**WORK ITEM**
Could you retype the listing beneath, keeping each line exactly as it is?

═══ EXERCISE MATERIAL ═══

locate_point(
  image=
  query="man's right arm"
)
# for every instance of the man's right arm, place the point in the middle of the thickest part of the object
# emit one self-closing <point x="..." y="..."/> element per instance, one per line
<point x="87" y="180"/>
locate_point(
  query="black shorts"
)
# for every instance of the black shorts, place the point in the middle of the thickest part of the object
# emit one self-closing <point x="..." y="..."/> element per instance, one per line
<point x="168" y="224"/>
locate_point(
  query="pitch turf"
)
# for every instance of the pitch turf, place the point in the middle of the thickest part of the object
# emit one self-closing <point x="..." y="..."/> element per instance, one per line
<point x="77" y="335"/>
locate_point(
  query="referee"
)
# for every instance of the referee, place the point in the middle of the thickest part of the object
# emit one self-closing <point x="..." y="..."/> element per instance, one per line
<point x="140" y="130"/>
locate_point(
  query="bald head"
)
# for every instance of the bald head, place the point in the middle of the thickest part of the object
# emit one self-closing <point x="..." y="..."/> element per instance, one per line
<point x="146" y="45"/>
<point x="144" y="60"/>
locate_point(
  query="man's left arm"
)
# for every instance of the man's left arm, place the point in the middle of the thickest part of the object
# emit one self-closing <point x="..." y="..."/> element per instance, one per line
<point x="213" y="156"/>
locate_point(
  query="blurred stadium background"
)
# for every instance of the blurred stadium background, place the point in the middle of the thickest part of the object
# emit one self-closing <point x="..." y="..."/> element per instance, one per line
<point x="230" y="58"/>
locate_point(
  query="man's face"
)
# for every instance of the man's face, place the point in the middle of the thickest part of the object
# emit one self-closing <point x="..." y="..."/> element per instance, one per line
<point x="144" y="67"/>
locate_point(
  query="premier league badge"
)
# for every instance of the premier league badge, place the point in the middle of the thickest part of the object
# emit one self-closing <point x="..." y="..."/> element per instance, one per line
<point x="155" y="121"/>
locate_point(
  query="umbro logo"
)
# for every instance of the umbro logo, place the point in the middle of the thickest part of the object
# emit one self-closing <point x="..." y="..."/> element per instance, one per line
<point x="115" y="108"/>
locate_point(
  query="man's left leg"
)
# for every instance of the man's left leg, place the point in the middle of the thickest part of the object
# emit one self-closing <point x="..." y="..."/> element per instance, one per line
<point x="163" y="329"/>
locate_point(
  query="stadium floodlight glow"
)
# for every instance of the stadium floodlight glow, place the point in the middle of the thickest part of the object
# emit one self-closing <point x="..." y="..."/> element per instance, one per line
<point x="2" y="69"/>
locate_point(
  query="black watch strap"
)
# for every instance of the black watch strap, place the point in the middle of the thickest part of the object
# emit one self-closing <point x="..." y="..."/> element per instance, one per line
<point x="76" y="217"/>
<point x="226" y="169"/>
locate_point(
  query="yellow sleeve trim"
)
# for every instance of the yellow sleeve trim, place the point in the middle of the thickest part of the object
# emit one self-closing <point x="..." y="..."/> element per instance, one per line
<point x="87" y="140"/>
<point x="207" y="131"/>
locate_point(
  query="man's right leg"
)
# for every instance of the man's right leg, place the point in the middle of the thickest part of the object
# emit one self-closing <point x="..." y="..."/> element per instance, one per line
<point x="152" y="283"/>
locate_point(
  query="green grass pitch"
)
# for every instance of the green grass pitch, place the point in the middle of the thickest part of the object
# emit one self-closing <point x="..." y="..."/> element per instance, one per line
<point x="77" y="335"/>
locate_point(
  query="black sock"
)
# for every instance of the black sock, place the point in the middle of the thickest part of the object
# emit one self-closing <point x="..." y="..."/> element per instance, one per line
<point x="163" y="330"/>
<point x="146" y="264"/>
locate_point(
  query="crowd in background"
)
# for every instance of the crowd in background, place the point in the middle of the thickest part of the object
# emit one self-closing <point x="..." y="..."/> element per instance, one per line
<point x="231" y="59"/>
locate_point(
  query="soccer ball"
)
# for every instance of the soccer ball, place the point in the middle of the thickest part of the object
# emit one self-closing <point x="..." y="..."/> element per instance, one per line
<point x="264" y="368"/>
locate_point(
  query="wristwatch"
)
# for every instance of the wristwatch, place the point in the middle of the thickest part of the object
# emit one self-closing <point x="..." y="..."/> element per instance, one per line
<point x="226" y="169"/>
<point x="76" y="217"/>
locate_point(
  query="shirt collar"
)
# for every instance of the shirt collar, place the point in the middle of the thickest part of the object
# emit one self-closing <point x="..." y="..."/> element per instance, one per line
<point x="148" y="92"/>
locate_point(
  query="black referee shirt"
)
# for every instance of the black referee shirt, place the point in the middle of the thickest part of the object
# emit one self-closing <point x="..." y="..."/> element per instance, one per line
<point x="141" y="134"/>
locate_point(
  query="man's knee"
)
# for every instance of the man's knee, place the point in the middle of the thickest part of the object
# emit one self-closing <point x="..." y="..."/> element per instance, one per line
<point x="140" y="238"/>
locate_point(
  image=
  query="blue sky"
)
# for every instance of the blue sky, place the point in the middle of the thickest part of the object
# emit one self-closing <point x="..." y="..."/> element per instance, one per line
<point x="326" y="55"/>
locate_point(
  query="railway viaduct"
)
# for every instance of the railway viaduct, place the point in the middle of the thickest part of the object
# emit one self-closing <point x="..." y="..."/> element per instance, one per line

═══

**RESPONSE TO THE EXERCISE**
locate_point(
  image=
  query="man's right arm"
)
# for every instance of the man's right arm, place the point in the middle of the thickest part of the object
# emit one self-closing <point x="..." y="..."/> element per instance, one per line
<point x="87" y="180"/>
locate_point(
  query="black shorts"
)
# for every instance of the black shorts, place the point in the middle of the thickest part of the object
# emit one self-closing <point x="..." y="..."/> element per instance, one per line
<point x="168" y="224"/>
locate_point(
  query="pitch turf"
)
# for every instance of the pitch turf, place the point in the middle of the thickest part of the object
# emit one self-closing <point x="..." y="..."/> element per instance, one per line
<point x="77" y="335"/>
locate_point(
  query="referee"
)
# for every instance of the referee, place the point in the middle of the thickest part of the object
# emit one self-closing <point x="..." y="..."/> element per instance, one per line
<point x="140" y="130"/>
locate_point(
  query="bald head"
)
# for every instance of the bald head, place the point in the middle of the thickest part of the object
# emit one self-closing <point x="..." y="..."/> element per instance, one per line
<point x="146" y="45"/>
<point x="144" y="60"/>
locate_point(
  query="man's left arm"
)
# for every instance of the man's left arm, place the point in the middle of the thickest part of the object
# emit one self-closing <point x="..." y="..."/> element per instance, one per line
<point x="213" y="156"/>
locate_point(
  query="blurred stadium background"
)
# for every instance of the blurred stadium background, place the point in the middle of the thickest part of the object
# emit one self-closing <point x="..." y="..."/> element per instance, one per line
<point x="230" y="58"/>
locate_point(
  query="man's face"
)
# for every instance of the man's face, place the point in the middle of the thickest part of the object
# emit one self-closing <point x="..." y="..."/> element per instance, one per line
<point x="144" y="67"/>
locate_point(
  query="premier league badge"
)
# for every instance of the premier league badge, place the point in the middle of the thickest part of the object
# emit one self-closing <point x="..." y="..."/> element per instance, one per line
<point x="155" y="121"/>
locate_point(
  query="umbro logo"
)
# for every instance of the umbro logo, place the point in the middle of the thickest part of the object
# emit one self-closing <point x="..." y="..."/> element per instance, one per line
<point x="115" y="108"/>
locate_point(
  query="man's left leg"
)
# for every instance of the man's left leg, place the point in the middle of the thickest part of the object
# emit one self-closing <point x="..." y="..."/> element per instance, one per line
<point x="163" y="329"/>
locate_point(
  query="stadium floodlight glow"
)
# for every instance of the stadium floodlight glow, place the point in the middle of the thickest part of the object
# emit one self-closing <point x="..." y="..."/> element per instance, one per line
<point x="2" y="69"/>
locate_point(
  query="black watch strap"
)
# for every instance of the black watch strap, place the point in the middle of the thickest part of the object
# emit one self-closing <point x="..." y="..."/> element per instance, one per line
<point x="76" y="217"/>
<point x="226" y="169"/>
locate_point(
  query="yellow sleeve trim"
)
# for every instance of the yellow sleeve trim, place the point in the middle of the thickest part of the object
# emit one self-closing <point x="..." y="..."/> element per instance, one per line
<point x="87" y="140"/>
<point x="207" y="131"/>
locate_point(
  query="man's right leg"
)
# for every instance of the man's right leg, place the point in the middle of the thickest part of the object
# emit one self-closing <point x="..." y="..."/> element per instance, one per line
<point x="152" y="283"/>
locate_point(
  query="green grass pitch"
)
# for every instance of the green grass pitch, place the point in the middle of the thickest part of the object
# emit one self-closing <point x="..." y="..."/> element per instance, one per line
<point x="77" y="335"/>
locate_point(
  query="black sock"
)
# for every instance of the black sock, place the point in the middle of the thickest part of the object
# emit one self-closing <point x="..." y="..."/> element per instance, one per line
<point x="163" y="330"/>
<point x="146" y="264"/>
locate_point(
  query="crowd in background"
)
# for every instance of the crowd in background, place the point in the middle of the thickest part of the object
# emit one self-closing <point x="..." y="..."/> element per instance, one per line
<point x="231" y="59"/>
locate_point(
  query="soccer ball"
)
# for every instance of the soccer ball, place the point in the middle of the thickest part of the object
# emit one self-closing <point x="..." y="..."/> element per instance, one per line
<point x="264" y="368"/>
locate_point(
  query="wristwatch"
)
# for every instance of the wristwatch, place the point in the middle of the thickest part of the object
# emit one self-closing <point x="..." y="..."/> element per instance, one per line
<point x="226" y="169"/>
<point x="76" y="217"/>
locate_point(
  query="shirt collar"
)
# for every instance of the shirt collar, place the point in the middle of the thickest part of the object
# emit one self-closing <point x="..." y="..."/> element per instance, one per line
<point x="148" y="92"/>
locate_point(
  query="black referee shirt"
)
# for every instance of the black referee shirt, place the point in the middle of the thickest part of the object
# emit one self-closing <point x="..." y="..."/> element per instance, one per line
<point x="141" y="134"/>
locate_point(
  query="man's knee"
)
# for every instance of the man's knee, place the point in the middle of the thickest part of the object
# emit one self-closing <point x="..." y="..."/> element per instance, one per line
<point x="140" y="238"/>
locate_point(
  image=
  query="blue sky"
)
# for every instance of the blue sky, place the point in the middle of the thickest part of the object
# emit one self-closing <point x="..." y="..."/> element per instance, one per line
<point x="326" y="55"/>
locate_point(
  query="railway viaduct"
)
# for every instance of the railway viaduct, place the point in the middle of the thickest part of the object
# emit one self-closing <point x="..." y="..."/> element per instance, one per line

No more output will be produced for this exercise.